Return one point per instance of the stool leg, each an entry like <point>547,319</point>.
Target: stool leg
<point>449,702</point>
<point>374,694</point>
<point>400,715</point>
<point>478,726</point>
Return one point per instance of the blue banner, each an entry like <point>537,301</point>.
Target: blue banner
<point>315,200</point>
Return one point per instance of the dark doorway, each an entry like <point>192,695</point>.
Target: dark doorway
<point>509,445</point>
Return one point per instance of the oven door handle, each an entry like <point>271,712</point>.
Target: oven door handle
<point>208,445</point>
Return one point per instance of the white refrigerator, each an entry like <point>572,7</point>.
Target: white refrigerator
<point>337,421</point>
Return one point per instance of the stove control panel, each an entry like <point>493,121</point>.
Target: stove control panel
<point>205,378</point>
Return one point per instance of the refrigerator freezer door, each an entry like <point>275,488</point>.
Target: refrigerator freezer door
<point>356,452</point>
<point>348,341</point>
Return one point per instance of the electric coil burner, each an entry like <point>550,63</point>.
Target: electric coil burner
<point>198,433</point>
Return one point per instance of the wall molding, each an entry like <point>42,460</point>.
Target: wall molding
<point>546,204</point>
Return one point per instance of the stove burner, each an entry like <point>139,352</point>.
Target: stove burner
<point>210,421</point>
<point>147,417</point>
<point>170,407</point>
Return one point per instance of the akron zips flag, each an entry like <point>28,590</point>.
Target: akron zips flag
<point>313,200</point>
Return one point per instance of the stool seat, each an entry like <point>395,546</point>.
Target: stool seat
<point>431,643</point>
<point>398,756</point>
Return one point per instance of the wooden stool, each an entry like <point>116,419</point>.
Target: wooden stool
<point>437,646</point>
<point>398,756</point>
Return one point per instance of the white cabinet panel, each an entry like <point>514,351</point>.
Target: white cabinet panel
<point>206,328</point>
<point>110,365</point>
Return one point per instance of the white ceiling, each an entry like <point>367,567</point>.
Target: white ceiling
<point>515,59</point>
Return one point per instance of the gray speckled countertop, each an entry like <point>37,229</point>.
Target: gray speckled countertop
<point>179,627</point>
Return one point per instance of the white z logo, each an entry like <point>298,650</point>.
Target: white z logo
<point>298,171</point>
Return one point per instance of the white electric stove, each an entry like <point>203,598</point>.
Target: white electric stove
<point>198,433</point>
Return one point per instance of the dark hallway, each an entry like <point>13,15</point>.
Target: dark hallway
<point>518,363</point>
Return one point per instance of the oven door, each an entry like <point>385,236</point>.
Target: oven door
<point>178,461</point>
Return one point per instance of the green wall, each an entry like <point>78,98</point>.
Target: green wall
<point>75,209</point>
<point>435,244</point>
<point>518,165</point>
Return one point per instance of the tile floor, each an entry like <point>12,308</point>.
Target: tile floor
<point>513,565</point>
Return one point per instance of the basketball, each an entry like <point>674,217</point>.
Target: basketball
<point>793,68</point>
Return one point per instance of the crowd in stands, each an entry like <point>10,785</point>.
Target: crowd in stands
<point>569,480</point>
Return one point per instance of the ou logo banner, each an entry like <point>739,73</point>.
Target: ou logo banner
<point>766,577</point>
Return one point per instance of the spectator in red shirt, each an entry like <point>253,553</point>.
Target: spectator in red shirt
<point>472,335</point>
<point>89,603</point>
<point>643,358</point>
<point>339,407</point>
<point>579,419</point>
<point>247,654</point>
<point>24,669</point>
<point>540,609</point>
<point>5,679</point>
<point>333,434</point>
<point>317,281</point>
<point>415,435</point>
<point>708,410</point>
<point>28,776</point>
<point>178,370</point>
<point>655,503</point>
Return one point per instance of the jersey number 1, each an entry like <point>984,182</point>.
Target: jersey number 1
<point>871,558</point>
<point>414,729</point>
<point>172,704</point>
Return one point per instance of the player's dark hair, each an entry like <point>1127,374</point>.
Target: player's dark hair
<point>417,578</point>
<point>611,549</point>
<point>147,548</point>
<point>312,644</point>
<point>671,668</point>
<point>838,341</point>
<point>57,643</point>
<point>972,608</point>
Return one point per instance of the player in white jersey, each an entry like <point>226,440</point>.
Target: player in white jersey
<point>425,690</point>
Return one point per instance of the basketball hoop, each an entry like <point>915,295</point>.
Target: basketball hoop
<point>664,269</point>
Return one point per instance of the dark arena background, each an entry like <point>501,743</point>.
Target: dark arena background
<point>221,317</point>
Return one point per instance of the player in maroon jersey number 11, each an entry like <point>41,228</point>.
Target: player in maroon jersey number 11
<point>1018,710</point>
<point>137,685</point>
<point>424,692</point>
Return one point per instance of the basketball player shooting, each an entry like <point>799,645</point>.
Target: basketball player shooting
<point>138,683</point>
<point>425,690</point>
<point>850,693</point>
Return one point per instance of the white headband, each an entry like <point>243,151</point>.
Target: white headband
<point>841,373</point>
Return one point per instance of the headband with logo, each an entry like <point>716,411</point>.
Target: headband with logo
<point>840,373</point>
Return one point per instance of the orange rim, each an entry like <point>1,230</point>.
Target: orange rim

Problem description
Every record should be repeated exactly; please leave none out.

Exercise result
Return one point per instance of the stool leg, each an entry like <point>547,319</point>.
Target: stool leg
<point>449,702</point>
<point>374,694</point>
<point>400,715</point>
<point>478,726</point>
Return one point per instance of the blue banner, each an entry like <point>537,301</point>.
Target: blue banner
<point>315,200</point>
Return one point per instance of the dark doorway, each an entry like <point>192,695</point>.
Target: dark doorway
<point>509,445</point>
Return one point per instance of the oven door handle, each an entry like <point>271,712</point>.
Target: oven door handle
<point>208,445</point>
Return one point per instance of the white refrigerator, each an entry like <point>572,7</point>.
Target: white refrigerator
<point>337,421</point>
Return one point per instance of the stove control panel, each an entry like <point>493,121</point>.
Target: stove control panel
<point>205,378</point>
Return one point per instance of the refrigerator freezer door, each an entry like <point>275,488</point>.
Target: refrigerator freezer door
<point>356,452</point>
<point>348,341</point>
Return one point per instance of the electric coil burner, each an entry like <point>550,63</point>.
Target: electric coil burner
<point>198,433</point>
Return one point per instance of the wall molding, each an entry like <point>42,460</point>.
Target: wall molding
<point>546,204</point>
Return one point per instance of the stove burner, each an entry like <point>139,352</point>.
Target: stove burner
<point>210,421</point>
<point>147,417</point>
<point>170,407</point>
Return one point per instance of the akron zips flag, each an entry like <point>28,590</point>.
Target: akron zips flag
<point>313,200</point>
Return one point per instance of the stool seat, each an entry like <point>395,546</point>.
Target: stool seat
<point>431,643</point>
<point>398,756</point>
Return one point per instance of the wooden stool, each an entry like <point>116,419</point>.
Target: wooden stool
<point>437,646</point>
<point>398,756</point>
Return one point per instance of the white cabinet panel, each an entry like <point>514,351</point>.
Target: white cabinet panel
<point>206,328</point>
<point>110,365</point>
Return one point per instance of the white ceiling, each an entry like <point>367,567</point>.
Target: white ceiling
<point>515,59</point>
Return one point per instance of the gray speckled countertop, each an entry like <point>37,229</point>.
Target: gray speckled countertop
<point>179,627</point>
Return one point per instance of the white z logo, each an entry like <point>298,650</point>.
Target: white z logo
<point>298,171</point>
Return one point per instance of the white electric stove, each an entry like <point>203,598</point>.
Target: white electric stove
<point>198,433</point>
Return one point per instance of the dark hallway, each an entry like <point>13,15</point>.
Target: dark hallway
<point>518,363</point>
Return one point per instance of the oven door, each an entry like <point>385,236</point>.
Target: oven door
<point>178,461</point>
Return one point per instance of the green wall, each an entry like <point>78,98</point>.
Target: green wall
<point>75,209</point>
<point>435,244</point>
<point>518,165</point>
Return one point per instance of the tile floor, each an entry like <point>12,308</point>.
Target: tile floor
<point>513,565</point>
Return one point per instance of the basketball, each an entry like <point>674,217</point>.
Target: basketball
<point>793,68</point>
Return one point per instance of the crowd in stands, each an entry like <point>10,785</point>.
Target: crowd in stands
<point>569,480</point>
Return one point per instance of the ou logo banner, each an entry like <point>739,73</point>.
Target: ou logo banner
<point>766,577</point>
Return one point per instance of the spectator in red shirt, each an entry like <point>253,553</point>.
Target: spectator in red shirt
<point>472,335</point>
<point>89,603</point>
<point>643,358</point>
<point>339,407</point>
<point>579,419</point>
<point>247,654</point>
<point>24,669</point>
<point>540,609</point>
<point>5,679</point>
<point>333,434</point>
<point>317,281</point>
<point>415,435</point>
<point>708,410</point>
<point>28,776</point>
<point>178,370</point>
<point>655,503</point>
Return one point per instance of the jersey number 1, each an entry like <point>984,182</point>.
Target: jersey number 1
<point>871,558</point>
<point>414,729</point>
<point>172,704</point>
Return one point per instance of the player's dark hair, each an entry like <point>1127,374</point>.
Target: player's dark hair
<point>417,578</point>
<point>611,549</point>
<point>147,548</point>
<point>312,644</point>
<point>671,668</point>
<point>838,341</point>
<point>57,643</point>
<point>972,608</point>
Return one point per instance of the player in white jersey, each an entry like <point>226,440</point>.
Target: player in white jersey
<point>425,690</point>
Return one point per instance of the basketball hoop, each an entry like <point>915,295</point>.
Target: basketball hoop
<point>664,269</point>
Return one point per instance of the dark arena background, each an entry like <point>501,743</point>.
Target: dark arena background
<point>221,317</point>
Return one point per instance of the player in maroon jersey number 11, each an entry like <point>41,228</point>.
Target: player in maroon jersey number 11
<point>1018,710</point>
<point>137,685</point>
<point>424,692</point>
Return one point per instance of the basketball player shooting, each an entry like <point>799,645</point>.
Target: basketball player shooting
<point>138,683</point>
<point>425,690</point>
<point>850,693</point>
Return one point per instance of the white headband, each an entry like <point>243,151</point>.
Target: white headband
<point>841,373</point>
Return one point per instance of the headband with logo, each an entry like <point>716,411</point>.
Target: headband with logo
<point>840,373</point>
Return one point per instance of the orange rim, each an entry like <point>1,230</point>.
Target: orange rim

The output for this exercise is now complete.